Supplied material >>

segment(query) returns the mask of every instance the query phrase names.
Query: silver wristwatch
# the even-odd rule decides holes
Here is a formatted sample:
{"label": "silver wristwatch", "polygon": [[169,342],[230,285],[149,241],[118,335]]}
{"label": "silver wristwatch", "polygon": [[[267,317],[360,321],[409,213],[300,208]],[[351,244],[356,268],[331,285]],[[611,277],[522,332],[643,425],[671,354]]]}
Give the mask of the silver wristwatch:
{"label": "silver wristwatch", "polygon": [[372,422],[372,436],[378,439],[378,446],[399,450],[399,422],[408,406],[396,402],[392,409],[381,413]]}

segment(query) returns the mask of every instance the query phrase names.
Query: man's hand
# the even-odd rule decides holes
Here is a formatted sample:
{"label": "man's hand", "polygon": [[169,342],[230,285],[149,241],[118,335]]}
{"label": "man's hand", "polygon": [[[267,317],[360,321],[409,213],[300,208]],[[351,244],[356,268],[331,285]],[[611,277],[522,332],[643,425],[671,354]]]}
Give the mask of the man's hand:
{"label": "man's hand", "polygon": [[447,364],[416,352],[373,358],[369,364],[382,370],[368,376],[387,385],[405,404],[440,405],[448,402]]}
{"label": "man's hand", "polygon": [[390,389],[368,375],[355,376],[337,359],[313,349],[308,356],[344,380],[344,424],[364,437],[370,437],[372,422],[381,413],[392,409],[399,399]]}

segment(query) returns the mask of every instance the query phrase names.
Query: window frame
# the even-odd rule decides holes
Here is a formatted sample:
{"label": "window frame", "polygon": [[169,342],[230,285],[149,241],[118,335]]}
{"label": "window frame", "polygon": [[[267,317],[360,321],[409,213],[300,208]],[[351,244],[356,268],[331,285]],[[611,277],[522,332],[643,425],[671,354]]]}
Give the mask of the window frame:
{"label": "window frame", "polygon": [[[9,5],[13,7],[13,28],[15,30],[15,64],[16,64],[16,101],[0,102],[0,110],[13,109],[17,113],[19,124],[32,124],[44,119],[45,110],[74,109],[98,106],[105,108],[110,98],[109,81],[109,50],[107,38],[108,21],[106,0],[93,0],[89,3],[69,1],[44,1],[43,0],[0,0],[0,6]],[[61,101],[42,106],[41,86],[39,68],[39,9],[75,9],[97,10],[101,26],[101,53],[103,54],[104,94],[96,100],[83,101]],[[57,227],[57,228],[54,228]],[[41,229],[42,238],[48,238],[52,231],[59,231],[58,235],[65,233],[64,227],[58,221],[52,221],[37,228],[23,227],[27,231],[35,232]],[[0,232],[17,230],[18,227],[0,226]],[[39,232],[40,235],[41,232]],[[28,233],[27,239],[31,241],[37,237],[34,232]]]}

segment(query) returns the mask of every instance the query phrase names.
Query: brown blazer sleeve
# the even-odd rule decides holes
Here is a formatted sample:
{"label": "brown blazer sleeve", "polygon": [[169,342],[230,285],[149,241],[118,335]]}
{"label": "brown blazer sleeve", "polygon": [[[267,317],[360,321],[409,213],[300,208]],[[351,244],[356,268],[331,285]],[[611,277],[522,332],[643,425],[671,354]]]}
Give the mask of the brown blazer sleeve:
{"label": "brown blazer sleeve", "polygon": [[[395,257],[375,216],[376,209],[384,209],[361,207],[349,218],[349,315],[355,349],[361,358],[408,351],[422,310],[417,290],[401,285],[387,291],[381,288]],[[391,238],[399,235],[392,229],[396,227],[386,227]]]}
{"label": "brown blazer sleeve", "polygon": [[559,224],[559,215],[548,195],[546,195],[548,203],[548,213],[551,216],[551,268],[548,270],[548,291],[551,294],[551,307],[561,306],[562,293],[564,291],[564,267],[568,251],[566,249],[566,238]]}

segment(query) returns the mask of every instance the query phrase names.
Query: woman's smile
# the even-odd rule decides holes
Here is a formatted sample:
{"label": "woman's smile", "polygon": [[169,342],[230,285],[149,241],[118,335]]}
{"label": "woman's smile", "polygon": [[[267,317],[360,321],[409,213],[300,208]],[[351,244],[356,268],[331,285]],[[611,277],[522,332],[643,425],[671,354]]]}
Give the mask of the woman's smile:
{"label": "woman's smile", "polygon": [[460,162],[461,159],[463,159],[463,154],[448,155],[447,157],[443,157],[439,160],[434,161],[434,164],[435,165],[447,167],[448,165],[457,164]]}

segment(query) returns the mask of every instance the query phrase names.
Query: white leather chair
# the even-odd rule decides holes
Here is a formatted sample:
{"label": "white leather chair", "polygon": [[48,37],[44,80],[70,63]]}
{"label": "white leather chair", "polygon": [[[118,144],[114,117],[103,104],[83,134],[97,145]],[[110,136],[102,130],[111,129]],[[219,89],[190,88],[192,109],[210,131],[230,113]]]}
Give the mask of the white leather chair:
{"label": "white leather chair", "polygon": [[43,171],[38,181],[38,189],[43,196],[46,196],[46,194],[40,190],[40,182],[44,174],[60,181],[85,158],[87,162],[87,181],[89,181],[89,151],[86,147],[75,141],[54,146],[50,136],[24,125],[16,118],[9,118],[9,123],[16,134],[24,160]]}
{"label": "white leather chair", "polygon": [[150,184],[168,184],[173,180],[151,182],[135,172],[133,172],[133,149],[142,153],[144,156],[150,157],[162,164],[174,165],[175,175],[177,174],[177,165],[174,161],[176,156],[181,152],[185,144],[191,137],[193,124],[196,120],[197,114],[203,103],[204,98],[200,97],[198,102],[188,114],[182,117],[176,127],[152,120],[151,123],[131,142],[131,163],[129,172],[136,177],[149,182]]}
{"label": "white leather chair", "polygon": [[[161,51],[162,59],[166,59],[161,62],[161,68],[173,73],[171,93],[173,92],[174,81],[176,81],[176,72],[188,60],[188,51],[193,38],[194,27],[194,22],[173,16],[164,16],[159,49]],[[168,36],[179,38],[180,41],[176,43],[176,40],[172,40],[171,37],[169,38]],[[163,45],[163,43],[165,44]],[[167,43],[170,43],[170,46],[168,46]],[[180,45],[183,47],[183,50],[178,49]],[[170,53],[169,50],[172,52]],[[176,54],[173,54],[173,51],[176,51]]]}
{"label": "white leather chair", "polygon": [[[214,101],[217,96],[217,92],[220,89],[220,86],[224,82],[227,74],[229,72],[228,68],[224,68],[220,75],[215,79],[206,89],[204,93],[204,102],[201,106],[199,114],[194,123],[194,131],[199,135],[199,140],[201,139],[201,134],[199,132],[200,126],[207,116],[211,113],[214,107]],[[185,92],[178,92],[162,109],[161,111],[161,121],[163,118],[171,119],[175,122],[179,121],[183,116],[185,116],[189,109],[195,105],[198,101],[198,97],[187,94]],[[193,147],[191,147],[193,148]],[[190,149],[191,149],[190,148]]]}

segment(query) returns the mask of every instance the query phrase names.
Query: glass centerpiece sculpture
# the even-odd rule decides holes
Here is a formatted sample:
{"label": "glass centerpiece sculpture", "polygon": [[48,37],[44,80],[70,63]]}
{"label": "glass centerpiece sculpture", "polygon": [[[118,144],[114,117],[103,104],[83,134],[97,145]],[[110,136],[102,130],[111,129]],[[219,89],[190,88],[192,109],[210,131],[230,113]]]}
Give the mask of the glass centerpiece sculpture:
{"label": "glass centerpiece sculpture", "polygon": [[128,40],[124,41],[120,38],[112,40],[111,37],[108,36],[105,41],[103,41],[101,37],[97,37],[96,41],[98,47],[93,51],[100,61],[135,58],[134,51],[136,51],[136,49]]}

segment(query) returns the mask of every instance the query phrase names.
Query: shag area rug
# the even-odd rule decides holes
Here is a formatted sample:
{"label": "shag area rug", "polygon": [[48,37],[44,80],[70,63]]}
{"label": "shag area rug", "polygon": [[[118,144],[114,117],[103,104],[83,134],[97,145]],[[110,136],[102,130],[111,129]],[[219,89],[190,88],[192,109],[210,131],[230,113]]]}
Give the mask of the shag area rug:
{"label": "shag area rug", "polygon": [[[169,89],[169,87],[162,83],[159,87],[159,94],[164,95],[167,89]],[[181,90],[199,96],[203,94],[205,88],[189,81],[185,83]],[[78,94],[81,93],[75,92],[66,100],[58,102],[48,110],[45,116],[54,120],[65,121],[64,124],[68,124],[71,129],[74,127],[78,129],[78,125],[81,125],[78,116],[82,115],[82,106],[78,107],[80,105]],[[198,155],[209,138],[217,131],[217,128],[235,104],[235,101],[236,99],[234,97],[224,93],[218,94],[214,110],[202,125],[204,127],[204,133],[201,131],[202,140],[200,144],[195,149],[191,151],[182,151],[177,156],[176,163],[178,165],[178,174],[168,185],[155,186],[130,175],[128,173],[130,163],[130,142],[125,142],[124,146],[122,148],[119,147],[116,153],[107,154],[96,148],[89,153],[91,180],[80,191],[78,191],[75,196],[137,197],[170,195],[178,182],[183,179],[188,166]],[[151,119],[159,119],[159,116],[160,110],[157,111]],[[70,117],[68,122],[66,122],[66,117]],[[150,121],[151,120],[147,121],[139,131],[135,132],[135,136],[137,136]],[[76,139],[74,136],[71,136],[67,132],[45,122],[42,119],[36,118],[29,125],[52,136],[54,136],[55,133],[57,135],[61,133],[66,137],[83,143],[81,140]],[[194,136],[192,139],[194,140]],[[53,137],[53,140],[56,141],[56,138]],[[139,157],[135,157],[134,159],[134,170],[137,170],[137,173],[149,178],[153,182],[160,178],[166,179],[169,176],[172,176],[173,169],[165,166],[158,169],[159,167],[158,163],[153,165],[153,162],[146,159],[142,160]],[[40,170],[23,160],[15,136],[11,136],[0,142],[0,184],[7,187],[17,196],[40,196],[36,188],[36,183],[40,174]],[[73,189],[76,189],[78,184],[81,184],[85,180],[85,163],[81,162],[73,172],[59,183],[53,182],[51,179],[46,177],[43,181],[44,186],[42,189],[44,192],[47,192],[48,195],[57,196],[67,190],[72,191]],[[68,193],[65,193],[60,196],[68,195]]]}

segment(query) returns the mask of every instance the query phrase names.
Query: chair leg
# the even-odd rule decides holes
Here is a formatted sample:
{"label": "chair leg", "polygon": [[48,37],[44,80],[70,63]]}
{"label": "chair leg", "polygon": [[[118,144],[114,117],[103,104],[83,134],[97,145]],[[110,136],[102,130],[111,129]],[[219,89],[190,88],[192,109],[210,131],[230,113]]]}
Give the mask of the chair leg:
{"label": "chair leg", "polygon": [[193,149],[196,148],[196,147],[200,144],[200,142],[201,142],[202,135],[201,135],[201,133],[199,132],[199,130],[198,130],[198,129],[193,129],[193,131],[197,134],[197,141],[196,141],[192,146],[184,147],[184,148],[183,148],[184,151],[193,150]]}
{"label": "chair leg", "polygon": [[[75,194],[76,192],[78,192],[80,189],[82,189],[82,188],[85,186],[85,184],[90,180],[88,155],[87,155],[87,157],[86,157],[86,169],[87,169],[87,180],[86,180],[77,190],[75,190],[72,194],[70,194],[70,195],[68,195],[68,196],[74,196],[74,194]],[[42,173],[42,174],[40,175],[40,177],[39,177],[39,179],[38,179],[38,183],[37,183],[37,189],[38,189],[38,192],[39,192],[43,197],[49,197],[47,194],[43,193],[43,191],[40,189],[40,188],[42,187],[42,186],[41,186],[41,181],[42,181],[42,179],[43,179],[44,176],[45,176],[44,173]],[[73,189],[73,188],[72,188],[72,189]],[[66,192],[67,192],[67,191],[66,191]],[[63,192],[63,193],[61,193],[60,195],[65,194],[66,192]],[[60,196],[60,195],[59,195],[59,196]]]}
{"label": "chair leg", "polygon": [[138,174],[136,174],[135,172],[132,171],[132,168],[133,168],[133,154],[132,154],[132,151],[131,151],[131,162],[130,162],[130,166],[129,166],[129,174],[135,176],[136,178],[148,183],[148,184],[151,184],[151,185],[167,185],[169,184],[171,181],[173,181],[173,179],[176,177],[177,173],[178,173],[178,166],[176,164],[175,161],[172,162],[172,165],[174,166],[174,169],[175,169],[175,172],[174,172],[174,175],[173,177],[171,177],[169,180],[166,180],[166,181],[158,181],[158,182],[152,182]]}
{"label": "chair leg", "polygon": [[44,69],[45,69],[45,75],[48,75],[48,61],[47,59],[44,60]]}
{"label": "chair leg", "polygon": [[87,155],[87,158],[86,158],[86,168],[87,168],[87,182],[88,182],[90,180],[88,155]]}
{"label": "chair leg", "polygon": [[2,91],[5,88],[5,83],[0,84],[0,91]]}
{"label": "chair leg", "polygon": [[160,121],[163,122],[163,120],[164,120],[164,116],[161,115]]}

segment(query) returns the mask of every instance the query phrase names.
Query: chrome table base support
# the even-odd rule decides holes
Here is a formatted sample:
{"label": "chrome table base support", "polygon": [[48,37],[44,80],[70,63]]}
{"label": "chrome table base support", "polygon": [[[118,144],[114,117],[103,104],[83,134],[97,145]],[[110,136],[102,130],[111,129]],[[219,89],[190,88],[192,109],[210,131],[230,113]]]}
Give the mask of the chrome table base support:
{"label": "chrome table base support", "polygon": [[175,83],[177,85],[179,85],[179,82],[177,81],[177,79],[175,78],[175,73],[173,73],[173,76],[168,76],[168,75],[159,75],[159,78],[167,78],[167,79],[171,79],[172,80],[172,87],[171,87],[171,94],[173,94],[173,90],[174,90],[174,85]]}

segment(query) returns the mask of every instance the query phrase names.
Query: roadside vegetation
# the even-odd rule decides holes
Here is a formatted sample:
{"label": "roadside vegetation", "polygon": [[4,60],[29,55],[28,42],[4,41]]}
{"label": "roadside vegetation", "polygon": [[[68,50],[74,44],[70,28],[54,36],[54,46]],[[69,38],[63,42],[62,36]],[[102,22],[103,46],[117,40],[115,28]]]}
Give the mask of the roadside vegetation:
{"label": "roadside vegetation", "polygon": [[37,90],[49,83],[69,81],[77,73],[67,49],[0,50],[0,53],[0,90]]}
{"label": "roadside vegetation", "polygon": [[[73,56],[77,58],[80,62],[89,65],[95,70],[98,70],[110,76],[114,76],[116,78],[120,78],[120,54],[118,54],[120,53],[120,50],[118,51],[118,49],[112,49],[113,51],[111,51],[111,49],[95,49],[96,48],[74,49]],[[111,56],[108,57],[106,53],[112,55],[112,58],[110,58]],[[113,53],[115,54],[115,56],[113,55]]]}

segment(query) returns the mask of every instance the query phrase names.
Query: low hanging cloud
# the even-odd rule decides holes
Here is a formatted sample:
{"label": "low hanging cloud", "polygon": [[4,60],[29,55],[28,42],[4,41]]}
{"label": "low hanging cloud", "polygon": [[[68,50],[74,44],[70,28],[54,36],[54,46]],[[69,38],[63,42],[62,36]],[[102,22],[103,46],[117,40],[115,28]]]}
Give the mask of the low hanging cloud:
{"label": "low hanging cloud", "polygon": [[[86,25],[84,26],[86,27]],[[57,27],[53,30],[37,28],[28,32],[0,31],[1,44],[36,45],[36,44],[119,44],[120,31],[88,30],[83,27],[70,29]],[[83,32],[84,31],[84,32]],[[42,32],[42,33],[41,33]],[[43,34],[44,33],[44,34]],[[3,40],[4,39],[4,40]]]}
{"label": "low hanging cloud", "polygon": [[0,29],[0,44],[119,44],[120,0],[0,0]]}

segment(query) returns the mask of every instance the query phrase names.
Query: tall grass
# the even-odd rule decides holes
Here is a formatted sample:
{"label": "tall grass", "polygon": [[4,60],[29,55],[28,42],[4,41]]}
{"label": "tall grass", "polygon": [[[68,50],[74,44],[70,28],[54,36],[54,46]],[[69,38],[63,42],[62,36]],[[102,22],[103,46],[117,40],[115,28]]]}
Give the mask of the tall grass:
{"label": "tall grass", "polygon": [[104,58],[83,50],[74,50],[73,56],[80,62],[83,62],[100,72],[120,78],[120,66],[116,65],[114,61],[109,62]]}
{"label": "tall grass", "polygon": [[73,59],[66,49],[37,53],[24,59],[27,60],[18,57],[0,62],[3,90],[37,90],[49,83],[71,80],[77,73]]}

Given task >> Pull out every line of the entries that contains the word "tall", copying each one in full.

Final result >>
Query: tall grass
{"label": "tall grass", "polygon": [[4,60],[29,55],[28,42],[4,41]]}
{"label": "tall grass", "polygon": [[[68,50],[74,44],[70,28],[54,36],[54,46]],[[69,38],[63,42],[62,36]],[[102,22],[103,46],[117,40],[115,28]]]}
Give the mask of the tall grass:
{"label": "tall grass", "polygon": [[104,58],[83,50],[74,50],[73,56],[80,62],[83,62],[100,72],[120,78],[120,66],[116,65],[114,61],[109,62]]}
{"label": "tall grass", "polygon": [[73,59],[66,49],[37,53],[24,59],[27,60],[18,57],[0,62],[3,90],[37,90],[49,83],[71,80],[77,73]]}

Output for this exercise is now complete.